WHAT YOU WILL DO
Would you return the data exactly as given, except for its pictures?

[Start of section]

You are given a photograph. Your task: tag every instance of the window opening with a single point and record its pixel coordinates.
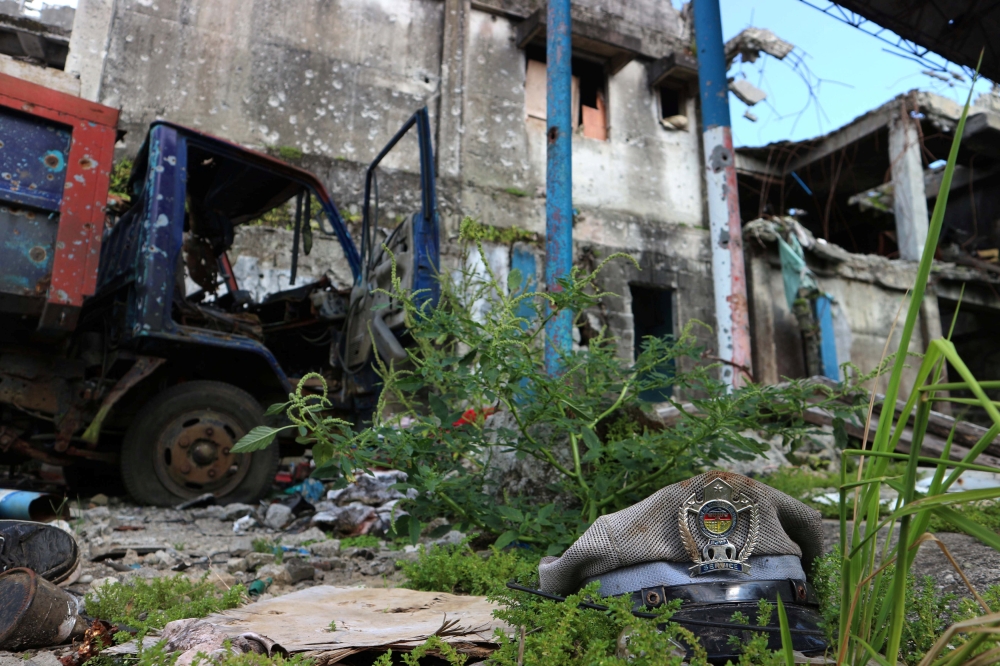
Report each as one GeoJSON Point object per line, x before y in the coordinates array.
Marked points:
{"type": "Point", "coordinates": [673, 108]}
{"type": "Point", "coordinates": [589, 95]}
{"type": "Point", "coordinates": [653, 316]}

[End of section]

EXERCISE OUTPUT
You are given a photograph. Your task: tag every instance of the window opening with a single point and record its pixel coordinates.
Report each as one GeoJSON Point object per line, x before y in the coordinates array.
Marked points:
{"type": "Point", "coordinates": [673, 108]}
{"type": "Point", "coordinates": [589, 95]}
{"type": "Point", "coordinates": [653, 316]}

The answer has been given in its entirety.